→ **Extrait fourni**
════════════════
Le temps est plus folâtre ce matin. À 9.00 à Mouton, c’est la première salve de dégustateurs. Au début, à l’arrivée des premières voiturettes électriques, tout est calme. Puis déboule un groupe de dégustateur anglo-saxons extrêmement volubile. Je goûte les vins en faisant abstraction de ce brouhaha, mais je ne peux m’empêcher de poser cette question, sans réponse : certaines personnes sont-elles à ce point dénuées de toute capacité de silence ? Parlent-elles aussi en dormant ?
La dégustation de l’UGC a lieu ce matin au-dessus du nouveau chai du Château Saint-Pierre. Intéressant de constater, à l’aveugle, les différents niveaux de réussites entre les Saint-Julien, les Pauillac et les Saint-Estèphe. Avantage cette année aux deux dernières appellations.
Deux heures plus tard, il fait beau. Enfin ! Mon véhicule glisse le long de l’estuaire et de ses carrelets (ces petites cabanes de pêcheurs) tels qu’en eux-mêmes l’éternité les change. Direction Saint-Seurin de Cadourne pour une visite amicale à Jean Gautreau.
Celui-ci déjeune en bonne compagnie face à l’océan des vignes, capitaine d’un paquebot cinglant au large. Le menu est immuable : daube et petit pois. À 88 ans, l’ami Jean tient la grande forme. Nous échangeons quelques mots, parlons de la magie des grands champagnes, de Zuberoa, un de ses restaurants préférés en terre basque.
════════════════
→ **Données étudiées**
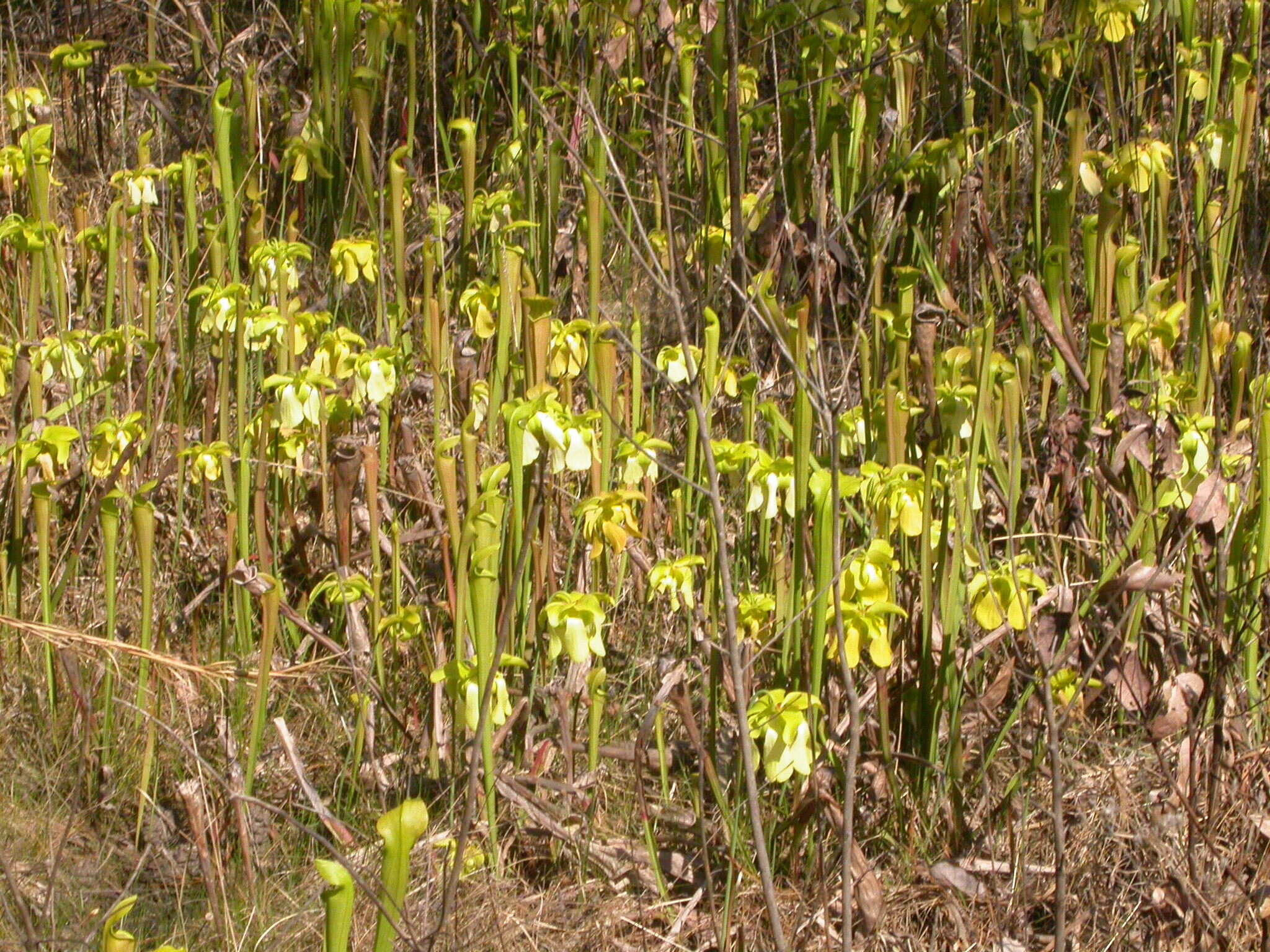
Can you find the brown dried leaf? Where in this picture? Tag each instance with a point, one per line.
════════════════
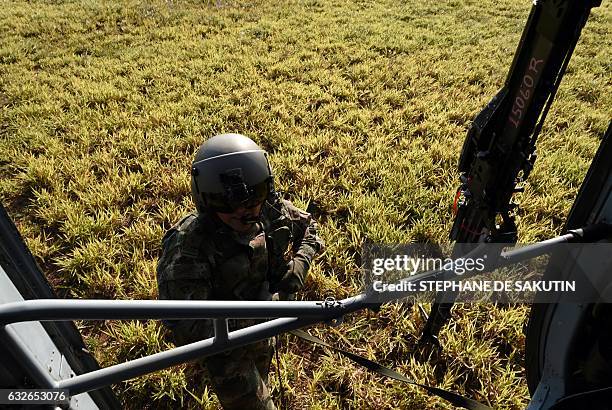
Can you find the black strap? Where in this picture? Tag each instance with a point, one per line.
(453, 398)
════════════════
→ **Consigne donnée**
Poursuivez, s'il vous plaît, le récit de cette journée de dégustation de vins en reprenant juste après sa dernière phrase.

→ **Résultat obtenu**
Le marché des primeurs? Pas un mot, je vous le jure. Le sage se tait. Un vrai sphinx.
Il me reste encore quelques visites à effectuer avant de retourner sur la rive droite. À Latour, les grands travaux sont terminés. C’est Hélène Genin, directrice technique, qui me reçoit dans l’une des très belles (nouvelle) salles de dégustation. Elle évoque la grêle au mois de mai, les maladies cryptogamiques qui ont demandé beaucoup de réactivité. Nous parlons également des pratiques viticulturales : en 2014, la moitié du grand enclos était en biodynamie (ce qui représente un peu plus du tiers de l’assemblage du grand vin).La prochaine étape sera de passer intégralement en biodynamie sur l’Enclos, explique-t-elle. Ce dernier est travaillé intégralement au cheval.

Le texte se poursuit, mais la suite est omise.